SHORT PROBLEM → In the entries below, how many lines contain the word "grass"? Reply with only the number.

[Point annotation dataset records]

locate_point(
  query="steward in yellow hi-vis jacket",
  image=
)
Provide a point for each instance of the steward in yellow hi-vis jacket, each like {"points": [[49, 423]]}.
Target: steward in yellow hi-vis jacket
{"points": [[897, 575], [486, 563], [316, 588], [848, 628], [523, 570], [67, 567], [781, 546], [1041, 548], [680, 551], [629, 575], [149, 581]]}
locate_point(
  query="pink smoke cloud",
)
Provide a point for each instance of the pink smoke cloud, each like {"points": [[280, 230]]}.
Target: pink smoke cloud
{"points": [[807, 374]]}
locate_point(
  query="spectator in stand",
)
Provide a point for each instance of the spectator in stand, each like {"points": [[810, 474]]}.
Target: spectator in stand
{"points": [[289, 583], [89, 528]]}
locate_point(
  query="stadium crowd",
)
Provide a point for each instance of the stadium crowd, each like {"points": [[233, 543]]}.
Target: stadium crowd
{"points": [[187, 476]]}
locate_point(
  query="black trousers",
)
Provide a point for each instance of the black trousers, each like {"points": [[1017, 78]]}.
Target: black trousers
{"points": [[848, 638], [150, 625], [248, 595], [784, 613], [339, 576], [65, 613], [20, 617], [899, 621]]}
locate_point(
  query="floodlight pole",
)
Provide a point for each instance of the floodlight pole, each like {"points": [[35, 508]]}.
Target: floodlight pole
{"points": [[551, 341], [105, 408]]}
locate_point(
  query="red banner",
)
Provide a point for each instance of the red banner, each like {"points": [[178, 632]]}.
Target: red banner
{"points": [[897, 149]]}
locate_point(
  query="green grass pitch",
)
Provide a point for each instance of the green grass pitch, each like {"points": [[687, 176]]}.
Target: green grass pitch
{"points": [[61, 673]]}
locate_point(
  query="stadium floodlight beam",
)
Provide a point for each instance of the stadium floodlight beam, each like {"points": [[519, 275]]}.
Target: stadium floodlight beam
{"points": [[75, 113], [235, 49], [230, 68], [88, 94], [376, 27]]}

TASK ANSWER → 3